_Zu bearbeitende Aufgaben_.
**a.** Gib aus dem Text über den Wien-Besuch den Abschnitt von „Es wie auf einem“ bis „mehr für niemanden.“ wortgetreu wieder.
**b.** Was kann die Republik laut dem Text über den Wien-Besuch angesichts der Flüchtlingskrise in Zukunft ausrufen?

_Vorgegebener Text_.
**********

In der vergangenen Woche war ich in Wien. Freunde hatten mich zu einem Konzert eingeladen, ich habe mich mit dem Caritas-Chef unterhalten, mit meinen Mitbrüdern und bin ein wenig durch die Stadt gelaufen. Was man halt so macht, wenn man nicht viel Zeit hat, aber die Stadt schon ein wenig kennt.
Es wie auf einem anderen Planeten, dass ich jetzt lese und höre, dass man in Österreich von „Notstand“ spricht. Die Republik kann in Zukunft angesichts der Flüchtlingskrise einen „Notstand“ ausrufen und die Grenzen einfach dicht machen, kein Recht auf Asyl mehr für niemanden.

**********

_Aufgeführte Datensätze_.
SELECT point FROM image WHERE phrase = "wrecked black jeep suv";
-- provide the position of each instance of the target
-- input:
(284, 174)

**********

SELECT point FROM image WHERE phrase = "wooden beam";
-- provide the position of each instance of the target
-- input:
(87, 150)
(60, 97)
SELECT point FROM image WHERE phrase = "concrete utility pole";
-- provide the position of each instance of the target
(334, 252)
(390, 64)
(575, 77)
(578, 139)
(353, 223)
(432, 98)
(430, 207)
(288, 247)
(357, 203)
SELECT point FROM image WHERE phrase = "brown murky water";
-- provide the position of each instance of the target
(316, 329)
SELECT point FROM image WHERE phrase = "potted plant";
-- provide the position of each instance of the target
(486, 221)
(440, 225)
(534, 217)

**********

_Antworten je Aufgabe_.
**a.**
Es wie auf einem anderen Planeten, dass ich jetzt lese und höre, dass man in Österreich von „Notstand“ spricht. Die Republik kann in Zukunft angesichts der Flüchtlingskrise einen „Notstand“ ausrufen und die Grenzen einfach dicht machen, kein Recht auf Asyl mehr für niemanden.

**b.** Sie kann einen „Notstand“ ausrufen.